Redux Consortium

Redux Consortium is a cooperative of mutually supportive publishing ventures. Each features a variety of publication models and visions. Together they share resources and talent to produce & promote high quality books and diverse forms of poetry, art, & criticism.

Cat in the Sun Press

Chance Wanderer and Other Tales of Hunger by Camille Goodison

Goodison’s collection explores the lives of a range of people who find themselves at a pivotal point in life, often brought there through unpredictable, unseen forces. The characters are seemingly ordinary individuals — teachers, shoemakers, shop clerks — who at some point reveal themselves to be loners, dissidents, artists, seekers and sages; essentially, representatives of traditions under test. The many material fetishisms of modern life never satisfy or replace our individual desires, and so these characters attempt to offer new perspectives, new ways to look at the world that’s already around them. While the stories are told realistically, they sometimes adopt elements of the whimsical and surreal. As in the fairytale or folk and oral traditions, the characters find ways to transform circumstance so some essence of life can be grasped. For these characters, however, nothing is certain and these stories don’t provide the perfect closure of the fairy tale but instead a sense of meditation and longing, perhaps a provocation to act. The stories illuminate aspects of ourselves as human beings, as Americans (whatever our origins), and as citizens in a world with rapidly changing boundaries.  It is a multi-voiced text as the stories are told from varying perspectives and from a range of characters.

 

Out of Many: Multiplicity And Divisions In America Today by Drs. Camille and Racquel Goodison Ph.D.

━━━━━━

*SHORT TASK:* Please pick up the Redux Consortium page after its last line and keep writing it.

*INFORMATION SHOWN:*

━━━━━━

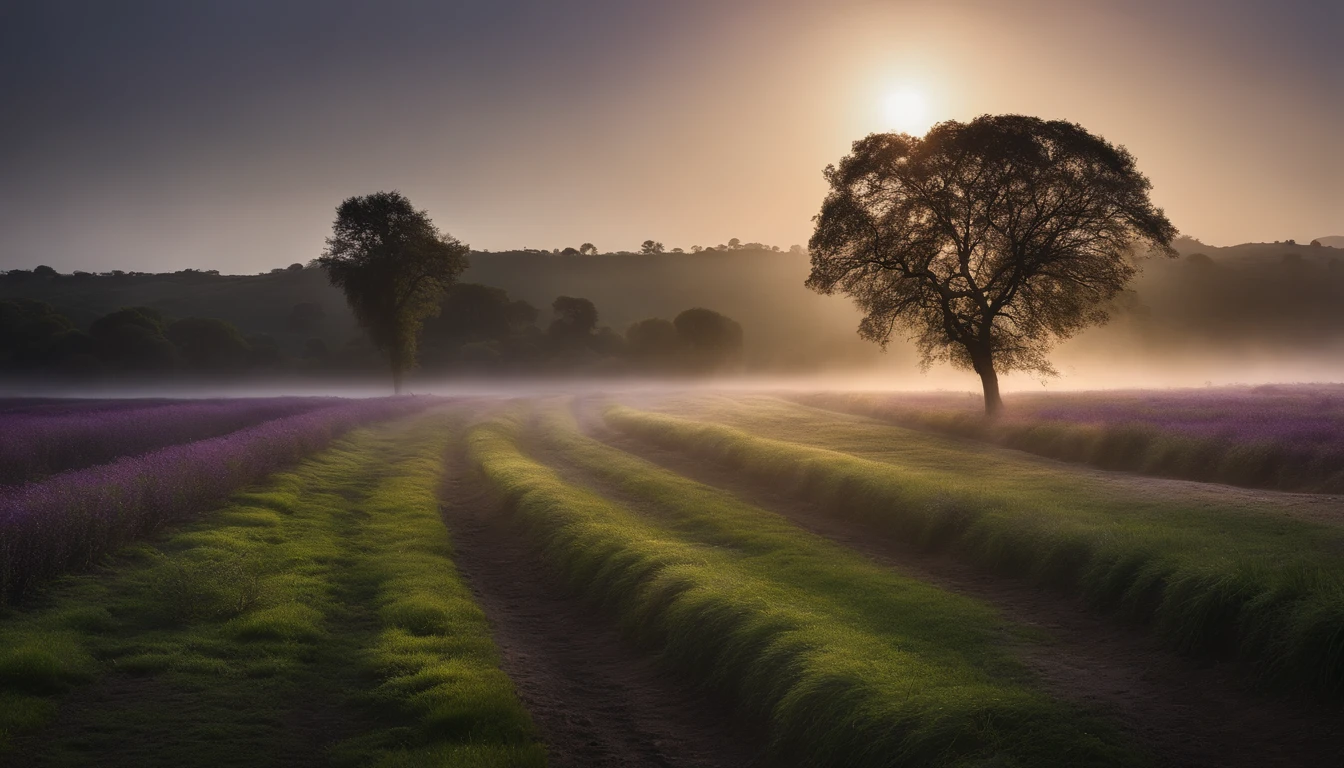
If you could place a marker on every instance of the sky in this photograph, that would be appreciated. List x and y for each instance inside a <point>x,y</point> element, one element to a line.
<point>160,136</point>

━━━━━━

*TASK ANSWER:*
An anthology of new U.S. fiction and nonfiction, as well as transnational writing. A wide variety of fiction writers and essayists describe what it means to be American in a world of changing borders. A bright showcase of progressive literary style, personality and content. Contributors include Tope Folarin, Alia Yunis, Maurice Emerson Decaul, Alexandria Marzano-Lesnevich, Patricia Park, Sonny Singh, Aisha Sabatani Sloan, Zeeva Bukai, Courtney Zoffness, and others.

 

L’america by Brian Kasymaliev

llustrated by the author, L’america places itself in the life of the world. Grim, intimate, and disturbing scenes of lives in a dangerous time. Using the style of dramatic monologue these works are voices in a spiritual, living struggle to renew the self and society. It is the story of how we make life through crisis and renewal, asserting that loss is our gift, and that saying our life is our surest truth.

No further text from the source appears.